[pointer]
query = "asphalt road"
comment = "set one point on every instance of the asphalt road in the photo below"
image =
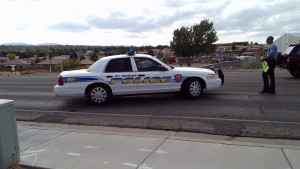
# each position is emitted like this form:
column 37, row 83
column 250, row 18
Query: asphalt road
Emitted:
column 235, row 109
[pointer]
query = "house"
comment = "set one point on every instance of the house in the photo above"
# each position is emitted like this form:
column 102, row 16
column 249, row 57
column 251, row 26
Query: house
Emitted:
column 45, row 64
column 223, row 48
column 15, row 65
column 285, row 40
column 86, row 62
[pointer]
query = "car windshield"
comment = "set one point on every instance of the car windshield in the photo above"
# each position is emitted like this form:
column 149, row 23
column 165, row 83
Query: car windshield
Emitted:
column 288, row 50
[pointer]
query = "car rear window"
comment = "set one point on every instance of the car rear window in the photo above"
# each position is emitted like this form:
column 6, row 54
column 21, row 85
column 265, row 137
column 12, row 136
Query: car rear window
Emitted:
column 119, row 65
column 288, row 50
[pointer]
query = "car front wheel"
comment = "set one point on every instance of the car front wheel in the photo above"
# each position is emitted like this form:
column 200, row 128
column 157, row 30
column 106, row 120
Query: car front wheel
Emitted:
column 192, row 88
column 99, row 94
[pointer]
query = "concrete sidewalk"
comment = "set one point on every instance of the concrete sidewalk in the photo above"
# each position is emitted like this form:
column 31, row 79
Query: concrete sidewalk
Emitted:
column 62, row 146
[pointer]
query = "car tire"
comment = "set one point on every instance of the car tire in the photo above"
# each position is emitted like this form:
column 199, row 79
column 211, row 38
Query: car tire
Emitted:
column 192, row 88
column 99, row 94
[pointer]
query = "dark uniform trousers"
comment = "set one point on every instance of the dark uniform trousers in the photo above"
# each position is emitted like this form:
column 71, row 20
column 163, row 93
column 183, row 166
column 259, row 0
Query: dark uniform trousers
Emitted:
column 269, row 74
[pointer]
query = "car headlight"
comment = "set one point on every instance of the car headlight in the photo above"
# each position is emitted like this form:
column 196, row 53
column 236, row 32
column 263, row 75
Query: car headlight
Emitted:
column 212, row 76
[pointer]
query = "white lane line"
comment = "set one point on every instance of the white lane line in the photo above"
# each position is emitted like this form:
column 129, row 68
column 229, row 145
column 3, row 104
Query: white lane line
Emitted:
column 174, row 117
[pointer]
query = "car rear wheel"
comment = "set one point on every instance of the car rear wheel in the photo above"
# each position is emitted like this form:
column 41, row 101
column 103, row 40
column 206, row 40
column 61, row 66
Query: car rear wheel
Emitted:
column 294, row 72
column 99, row 94
column 192, row 88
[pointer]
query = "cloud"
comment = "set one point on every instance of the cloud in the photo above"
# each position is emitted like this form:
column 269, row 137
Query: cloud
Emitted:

# Given problem:
Extract every line of the listing above word for word and without changes, leaving out the picture.

# Result of the task:
[pointer]
query = "asphalt road"
comment = "set one point on every instance of the asphalt road in the photo below"
image =
# each position is emitted like this form:
column 37, row 83
column 250, row 18
Query: asphalt road
Emitted:
column 235, row 109
[pointer]
query = "house"
comment = "set one point on every instance of the house in the photo above"
# each position is emitted like this form:
column 102, row 16
column 249, row 57
column 251, row 26
Query: house
Emitted:
column 45, row 64
column 223, row 48
column 15, row 65
column 285, row 40
column 86, row 62
[pointer]
query = "car windshield"
comment = "set one point on every instance of the car windshield in the photo above"
# each position is emitted like this form:
column 149, row 23
column 165, row 83
Query: car windshield
Emitted:
column 288, row 50
[pointer]
query = "car rear window"
comment = "set one point on every instance of the car rear window in the photo above"
# each position is emitted like this form:
column 6, row 54
column 21, row 85
column 265, row 137
column 12, row 136
Query: car rear window
Emitted:
column 119, row 65
column 288, row 50
[pointer]
query = "car front wheel"
comment = "set one point on every instance of the car front wheel in the photo above"
# each position is emitted like this form:
column 200, row 128
column 157, row 30
column 106, row 120
Query: car front wheel
Emitted:
column 192, row 88
column 99, row 94
[pointer]
query = "concrete sidewalk"
comment = "set one point on every instance of the concrete sidewalk in the photo above"
# each position is emitted like this form:
column 31, row 79
Query: concrete sidewalk
Emitted:
column 62, row 146
[pointer]
query = "car tire"
comment = "set one point on every instance of the car tire in the photo above"
# each position is emitted like this form:
column 199, row 79
column 211, row 38
Query: car tire
Emitted:
column 192, row 88
column 99, row 94
[pointer]
query = "dark uniform trousers"
comment = "set one point on every instance of the dark uniform trousers in the photo above"
# each position is emitted like this form:
column 71, row 20
column 163, row 93
column 183, row 166
column 259, row 0
Query: dark uniform trousers
Emitted:
column 269, row 74
[pointer]
query = "car headlight"
comment = "set one point on every instance of the car headlight in the photo above"
# each position is emitted like this form:
column 196, row 53
column 236, row 32
column 263, row 75
Query: car headlight
Emitted:
column 212, row 76
[pointer]
query = "white lane line"
comment = "set one point on every instance of the white lane line in the photo above"
# each position is emitted like this form:
column 129, row 68
column 229, row 145
column 3, row 104
Query: white lane line
Emitted:
column 174, row 117
[pointer]
query = "car rear wheel"
comment = "set one point on every instance of the car rear wheel in the photo above"
# each position is emitted like this form:
column 41, row 101
column 103, row 40
column 206, row 40
column 61, row 66
Query: car rear wheel
Emitted:
column 294, row 72
column 99, row 94
column 192, row 88
[pointer]
query = "cloud"
comment = "set one point on every instance of the cloud in the photo above"
# each position is emitted like this form:
column 269, row 137
Query: cloud
Emitted:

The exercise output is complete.